Task instructions:
A faithful, complete copy of the entries is the sole expected answer.

Data records:
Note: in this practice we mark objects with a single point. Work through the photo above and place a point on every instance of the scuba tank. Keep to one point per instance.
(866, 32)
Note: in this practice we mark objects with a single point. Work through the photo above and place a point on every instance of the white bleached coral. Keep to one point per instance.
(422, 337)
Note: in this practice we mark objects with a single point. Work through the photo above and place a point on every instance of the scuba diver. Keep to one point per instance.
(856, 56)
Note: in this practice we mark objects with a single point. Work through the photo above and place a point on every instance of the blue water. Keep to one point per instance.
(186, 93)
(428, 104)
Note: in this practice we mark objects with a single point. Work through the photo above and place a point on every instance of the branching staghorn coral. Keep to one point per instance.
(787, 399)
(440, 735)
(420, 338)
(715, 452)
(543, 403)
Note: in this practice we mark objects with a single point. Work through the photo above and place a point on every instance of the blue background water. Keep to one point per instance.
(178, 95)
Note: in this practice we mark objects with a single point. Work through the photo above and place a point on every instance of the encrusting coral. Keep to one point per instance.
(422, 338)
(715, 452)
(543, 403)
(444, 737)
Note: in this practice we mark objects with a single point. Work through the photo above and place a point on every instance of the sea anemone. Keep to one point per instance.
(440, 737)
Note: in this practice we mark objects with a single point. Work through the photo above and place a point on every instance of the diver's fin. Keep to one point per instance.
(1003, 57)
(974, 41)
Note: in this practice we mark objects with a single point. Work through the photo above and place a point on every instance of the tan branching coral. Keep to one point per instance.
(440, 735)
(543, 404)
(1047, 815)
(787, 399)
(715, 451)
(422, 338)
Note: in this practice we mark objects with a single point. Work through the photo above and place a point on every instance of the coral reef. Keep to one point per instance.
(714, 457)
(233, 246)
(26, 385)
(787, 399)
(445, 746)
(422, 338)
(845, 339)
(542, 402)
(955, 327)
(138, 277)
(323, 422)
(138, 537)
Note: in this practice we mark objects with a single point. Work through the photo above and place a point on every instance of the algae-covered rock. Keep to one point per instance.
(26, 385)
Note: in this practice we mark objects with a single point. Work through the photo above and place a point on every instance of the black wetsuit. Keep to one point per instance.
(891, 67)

Response:
Note: in this practice we mark objects with a single point. Work through the photo above and place a point on every instance of the scuba tank. Keep to one point per instance.
(866, 32)
Note: in this practice we mark objects with a single point. Work through the photo above and place a point on every instance of the white bleached coral. Keep to one point per instance.
(422, 337)
Note: in this practice we mark objects with a single point. Work through the photo above and place a point on every instance of the scuba diver. Keep to one point per instance.
(856, 56)
Note: in this practice we mark objects with a single point. Work through the photo above and place a point on every instance of the blue water. Keep to one point per instance.
(186, 93)
(428, 104)
Note: in this practice we mark objects with a single point. Work through the photo above and place a point on every instance of the branching staghorn coral. Keep to one point per instance.
(787, 399)
(440, 735)
(420, 338)
(715, 452)
(543, 403)
Note: in this practice we mark objects with a single point. Work through the photo above and place a point on every instance of the blue background water. Keep to one point per instance.
(178, 95)
Note: in this practice we mark objects with a single point. Work through the photo above and place a point on every instance of the encrusting coral. Keep to one point per instance.
(422, 338)
(715, 452)
(543, 403)
(444, 737)
Note: in this practice we mark objects with a single point. Work through the photo above and place a point on every instance of the sea anemone. Keep to one point per instance.
(440, 737)
Note: in this practice we mark objects with a single point. Work through the photo above and place a point on every instance of the diver's fin. Keep to one point per instance.
(1003, 57)
(974, 41)
Note: in this practice we mark objects with a single point. Work through the photo above and place a point on every instance of the tan branching coral. Keep to one point per instance.
(440, 735)
(543, 404)
(1047, 815)
(787, 399)
(715, 451)
(422, 338)
Note: in this practice we mark objects with a single point. Work through the photo above and place a point on every instance of the coral reef. Keep to one point per instance.
(714, 457)
(233, 246)
(26, 385)
(787, 399)
(445, 746)
(422, 338)
(845, 339)
(542, 402)
(955, 327)
(138, 277)
(323, 422)
(138, 537)
Note: in this practice we mark objects with a single point. Work through the photo above and place a point on every instance of the algae-covered rock. Keep to one point per instance.
(26, 385)
Note: in this practice we mark objects with a single point. Work through the photo above and place a point on every instance of the black wetsuit. Keep to one point per instance.
(891, 67)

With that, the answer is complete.